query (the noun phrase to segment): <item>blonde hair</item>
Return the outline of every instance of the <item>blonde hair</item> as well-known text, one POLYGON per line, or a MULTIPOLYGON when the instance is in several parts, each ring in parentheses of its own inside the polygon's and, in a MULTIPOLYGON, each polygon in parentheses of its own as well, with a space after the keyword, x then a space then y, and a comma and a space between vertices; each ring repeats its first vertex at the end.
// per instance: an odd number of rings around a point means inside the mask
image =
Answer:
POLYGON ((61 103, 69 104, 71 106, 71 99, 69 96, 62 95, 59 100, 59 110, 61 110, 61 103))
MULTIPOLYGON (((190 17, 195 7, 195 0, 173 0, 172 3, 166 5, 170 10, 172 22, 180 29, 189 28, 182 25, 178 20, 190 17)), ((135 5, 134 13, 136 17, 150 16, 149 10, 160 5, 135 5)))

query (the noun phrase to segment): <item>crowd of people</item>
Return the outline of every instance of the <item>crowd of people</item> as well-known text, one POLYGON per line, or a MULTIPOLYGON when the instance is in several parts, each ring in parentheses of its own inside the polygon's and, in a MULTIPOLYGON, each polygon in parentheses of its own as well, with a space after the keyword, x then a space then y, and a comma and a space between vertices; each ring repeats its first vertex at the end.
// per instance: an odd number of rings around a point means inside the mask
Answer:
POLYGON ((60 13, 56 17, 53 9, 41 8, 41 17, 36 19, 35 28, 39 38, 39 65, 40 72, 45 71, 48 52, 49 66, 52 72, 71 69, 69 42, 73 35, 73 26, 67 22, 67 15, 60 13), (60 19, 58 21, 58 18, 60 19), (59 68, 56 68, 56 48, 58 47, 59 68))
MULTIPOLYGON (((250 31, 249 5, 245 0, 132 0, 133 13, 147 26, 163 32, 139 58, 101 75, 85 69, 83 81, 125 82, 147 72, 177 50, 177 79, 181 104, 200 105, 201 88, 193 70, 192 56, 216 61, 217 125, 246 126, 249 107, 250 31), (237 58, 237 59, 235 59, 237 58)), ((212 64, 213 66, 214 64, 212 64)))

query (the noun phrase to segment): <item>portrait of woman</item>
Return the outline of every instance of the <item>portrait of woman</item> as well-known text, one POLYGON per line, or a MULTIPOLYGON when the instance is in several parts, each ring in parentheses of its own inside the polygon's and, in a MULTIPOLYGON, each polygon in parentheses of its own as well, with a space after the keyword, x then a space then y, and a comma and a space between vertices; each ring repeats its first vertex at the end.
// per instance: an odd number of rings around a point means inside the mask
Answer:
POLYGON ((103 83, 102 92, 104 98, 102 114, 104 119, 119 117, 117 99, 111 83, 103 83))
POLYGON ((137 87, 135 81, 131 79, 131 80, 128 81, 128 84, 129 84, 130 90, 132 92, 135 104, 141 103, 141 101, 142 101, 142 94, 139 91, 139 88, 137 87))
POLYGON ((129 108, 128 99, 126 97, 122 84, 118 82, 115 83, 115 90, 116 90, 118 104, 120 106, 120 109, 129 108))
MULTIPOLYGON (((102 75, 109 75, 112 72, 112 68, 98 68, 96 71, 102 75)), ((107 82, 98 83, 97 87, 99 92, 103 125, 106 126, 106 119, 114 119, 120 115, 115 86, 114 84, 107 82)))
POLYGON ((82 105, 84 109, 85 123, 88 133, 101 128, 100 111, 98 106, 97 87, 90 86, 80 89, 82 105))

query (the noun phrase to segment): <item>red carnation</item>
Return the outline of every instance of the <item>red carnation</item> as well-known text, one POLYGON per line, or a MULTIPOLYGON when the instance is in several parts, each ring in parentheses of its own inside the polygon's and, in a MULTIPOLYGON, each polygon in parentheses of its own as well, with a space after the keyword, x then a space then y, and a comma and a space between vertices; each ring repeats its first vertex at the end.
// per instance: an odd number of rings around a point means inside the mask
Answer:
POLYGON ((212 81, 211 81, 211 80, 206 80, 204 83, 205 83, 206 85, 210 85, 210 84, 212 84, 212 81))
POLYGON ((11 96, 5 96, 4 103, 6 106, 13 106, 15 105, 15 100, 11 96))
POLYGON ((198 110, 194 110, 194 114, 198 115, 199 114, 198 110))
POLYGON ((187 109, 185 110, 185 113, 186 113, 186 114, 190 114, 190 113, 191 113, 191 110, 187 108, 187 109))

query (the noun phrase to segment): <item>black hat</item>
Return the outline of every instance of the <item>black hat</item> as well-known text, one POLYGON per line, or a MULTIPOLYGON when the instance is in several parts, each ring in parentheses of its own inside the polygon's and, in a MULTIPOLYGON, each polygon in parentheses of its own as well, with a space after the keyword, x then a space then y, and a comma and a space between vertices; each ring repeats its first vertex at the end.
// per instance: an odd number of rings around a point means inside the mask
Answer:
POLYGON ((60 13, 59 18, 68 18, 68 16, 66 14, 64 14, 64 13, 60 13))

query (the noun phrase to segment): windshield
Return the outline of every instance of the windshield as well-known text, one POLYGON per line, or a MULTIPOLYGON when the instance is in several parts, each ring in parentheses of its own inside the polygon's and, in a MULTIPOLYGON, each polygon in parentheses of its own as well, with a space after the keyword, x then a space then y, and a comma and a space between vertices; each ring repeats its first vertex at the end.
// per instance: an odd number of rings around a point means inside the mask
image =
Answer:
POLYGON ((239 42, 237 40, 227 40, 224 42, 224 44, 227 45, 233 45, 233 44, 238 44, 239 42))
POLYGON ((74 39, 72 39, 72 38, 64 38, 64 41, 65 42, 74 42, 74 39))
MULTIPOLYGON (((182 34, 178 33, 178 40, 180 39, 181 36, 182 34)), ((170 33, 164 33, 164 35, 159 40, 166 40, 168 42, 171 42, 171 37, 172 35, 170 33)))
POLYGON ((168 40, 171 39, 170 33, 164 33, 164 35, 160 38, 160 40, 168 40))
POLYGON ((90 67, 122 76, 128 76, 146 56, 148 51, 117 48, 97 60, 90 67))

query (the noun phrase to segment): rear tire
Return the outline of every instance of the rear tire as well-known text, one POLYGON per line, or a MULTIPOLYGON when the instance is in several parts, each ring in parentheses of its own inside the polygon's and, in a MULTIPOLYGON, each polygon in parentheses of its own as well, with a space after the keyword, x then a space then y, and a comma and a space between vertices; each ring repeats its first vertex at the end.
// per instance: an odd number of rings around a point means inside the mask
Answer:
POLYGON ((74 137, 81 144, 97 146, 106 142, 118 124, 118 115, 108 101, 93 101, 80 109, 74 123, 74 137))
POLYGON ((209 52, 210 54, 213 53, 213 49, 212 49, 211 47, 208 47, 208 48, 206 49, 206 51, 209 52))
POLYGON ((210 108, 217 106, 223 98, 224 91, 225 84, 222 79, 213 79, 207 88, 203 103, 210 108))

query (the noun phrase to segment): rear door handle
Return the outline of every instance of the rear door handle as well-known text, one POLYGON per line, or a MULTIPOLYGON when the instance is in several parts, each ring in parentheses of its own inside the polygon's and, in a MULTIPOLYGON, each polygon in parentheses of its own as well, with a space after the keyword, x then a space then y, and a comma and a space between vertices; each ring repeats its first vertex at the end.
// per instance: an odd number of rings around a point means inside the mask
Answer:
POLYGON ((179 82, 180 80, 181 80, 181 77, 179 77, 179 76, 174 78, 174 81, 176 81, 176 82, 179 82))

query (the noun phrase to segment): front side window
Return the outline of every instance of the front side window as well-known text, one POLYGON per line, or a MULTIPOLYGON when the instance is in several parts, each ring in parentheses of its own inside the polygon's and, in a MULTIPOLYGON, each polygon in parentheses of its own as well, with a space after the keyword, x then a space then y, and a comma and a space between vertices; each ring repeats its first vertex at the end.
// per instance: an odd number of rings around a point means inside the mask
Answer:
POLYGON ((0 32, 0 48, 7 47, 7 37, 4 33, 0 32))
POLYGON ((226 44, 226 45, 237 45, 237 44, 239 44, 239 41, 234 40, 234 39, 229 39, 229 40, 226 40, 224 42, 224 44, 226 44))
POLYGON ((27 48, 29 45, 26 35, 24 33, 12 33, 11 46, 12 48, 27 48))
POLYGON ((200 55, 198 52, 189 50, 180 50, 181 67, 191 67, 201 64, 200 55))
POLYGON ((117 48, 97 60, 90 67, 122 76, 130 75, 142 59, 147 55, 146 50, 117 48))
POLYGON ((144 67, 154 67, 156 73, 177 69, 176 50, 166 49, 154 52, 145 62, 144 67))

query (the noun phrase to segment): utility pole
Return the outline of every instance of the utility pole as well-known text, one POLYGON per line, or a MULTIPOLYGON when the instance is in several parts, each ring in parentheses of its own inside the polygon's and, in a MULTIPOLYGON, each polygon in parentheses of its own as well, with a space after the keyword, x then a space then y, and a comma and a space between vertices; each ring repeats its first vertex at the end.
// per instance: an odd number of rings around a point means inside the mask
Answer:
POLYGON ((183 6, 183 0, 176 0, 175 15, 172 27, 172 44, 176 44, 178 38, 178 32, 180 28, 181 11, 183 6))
········
TASK TO COMPLETE: Find "query (the noun phrase to segment): front" in the data above, then repeat that line and all lines after it exactly, ending with the final line.

RESULT OF THIS TASK:
query (the noun phrase to segment): front side window
Return the outline of every instance of the front side window as well-known text, one POLYGON per line, or a MULTIPOLYGON when the instance is in several parts, each ring in parentheses of its own inside the polygon's and, in a MULTIPOLYGON, each polygon in parentheses of its own as well, with a space after the keyword, x then a space then y, and a comma and a space between vertices; each ring repeats its first vertex at the end.
// per instance: an odd number of rings around a point means inside the mask
Answer:
POLYGON ((0 32, 0 48, 7 47, 7 37, 4 33, 0 32))
POLYGON ((226 44, 226 45, 237 45, 237 44, 239 44, 239 41, 234 40, 234 39, 229 39, 229 40, 226 40, 224 42, 224 44, 226 44))
POLYGON ((27 48, 29 45, 26 35, 24 33, 12 33, 11 46, 12 48, 27 48))
POLYGON ((200 55, 198 52, 189 50, 180 50, 181 67, 191 67, 201 64, 200 55))
POLYGON ((117 48, 97 60, 90 67, 122 76, 130 75, 142 59, 147 55, 146 50, 117 48))
POLYGON ((144 67, 154 67, 156 73, 177 69, 176 50, 166 49, 154 52, 145 62, 144 67))

query (the noun phrase to segment): utility pole
Return the outline of every instance of the utility pole as well-known text, one POLYGON per line, or a MULTIPOLYGON when the instance is in several parts, each ring in parentheses of its own inside the polygon's and, in a MULTIPOLYGON, each polygon in parentheses of its own as well, with a space after the keyword, x then a space then y, and a comma and a space between vertices; each ring repeats its first vertex at the end.
// per instance: an odd number of rings around a point means inside the mask
Answer:
POLYGON ((183 6, 183 0, 176 0, 175 15, 172 27, 172 44, 176 44, 178 38, 178 32, 180 28, 181 11, 183 6))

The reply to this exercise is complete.